[START OF Entries]

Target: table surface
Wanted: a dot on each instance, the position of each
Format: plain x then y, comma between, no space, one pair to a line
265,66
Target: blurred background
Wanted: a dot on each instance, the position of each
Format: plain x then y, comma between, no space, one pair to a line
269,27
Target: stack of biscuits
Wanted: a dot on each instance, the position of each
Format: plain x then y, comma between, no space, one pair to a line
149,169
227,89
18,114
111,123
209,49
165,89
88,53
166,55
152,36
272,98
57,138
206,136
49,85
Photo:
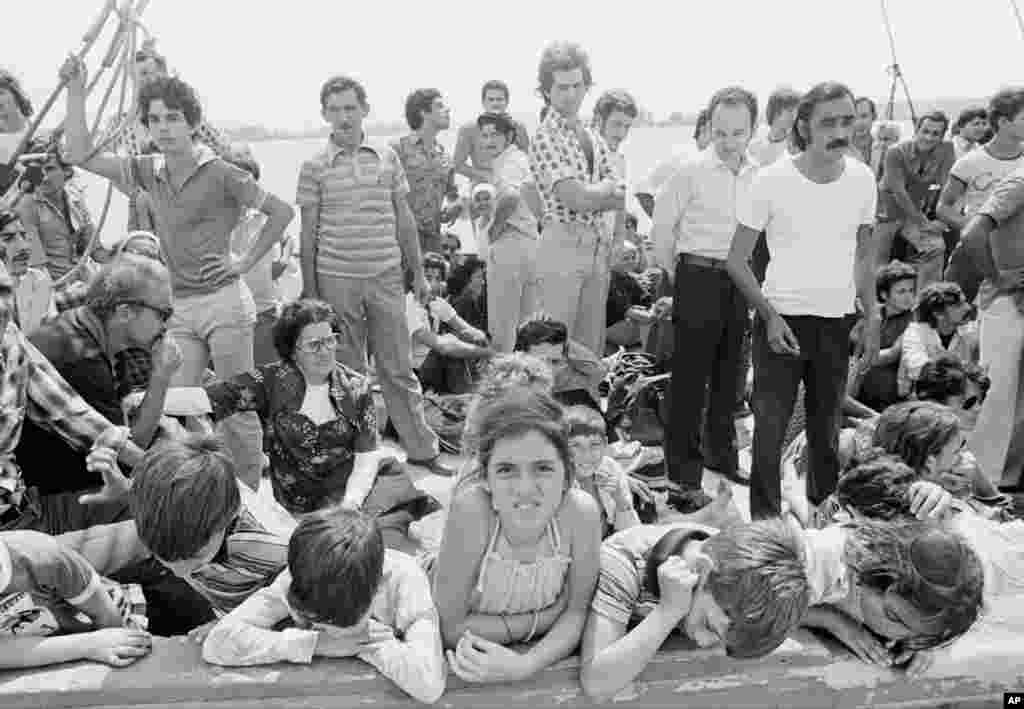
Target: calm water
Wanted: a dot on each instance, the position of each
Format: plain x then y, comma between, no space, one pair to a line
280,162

[END OF Entries]
[START OF Entries]

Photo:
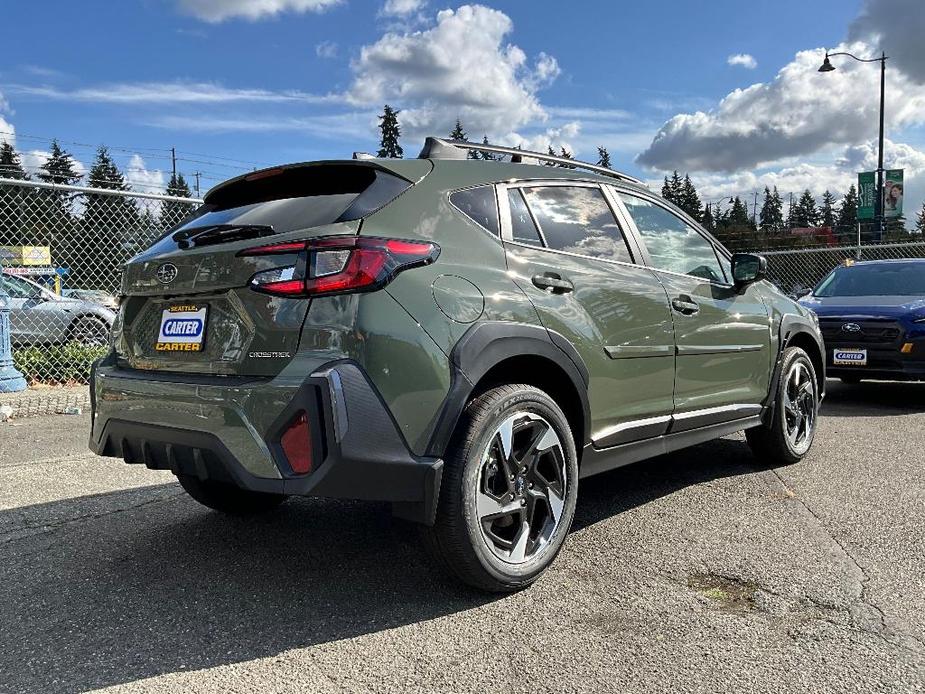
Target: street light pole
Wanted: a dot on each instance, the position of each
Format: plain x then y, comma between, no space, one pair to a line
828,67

[END OF Entries]
[START OF Entries]

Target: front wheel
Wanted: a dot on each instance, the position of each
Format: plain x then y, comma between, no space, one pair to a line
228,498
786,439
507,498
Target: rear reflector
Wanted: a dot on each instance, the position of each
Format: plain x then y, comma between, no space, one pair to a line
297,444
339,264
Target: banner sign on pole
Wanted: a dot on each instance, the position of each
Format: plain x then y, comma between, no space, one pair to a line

[END OF Entries]

> To do
Collect every line in the records above that contains the string "pole" and copy each one out.

> Task response
Target: street light pole
Target: banner sign on pole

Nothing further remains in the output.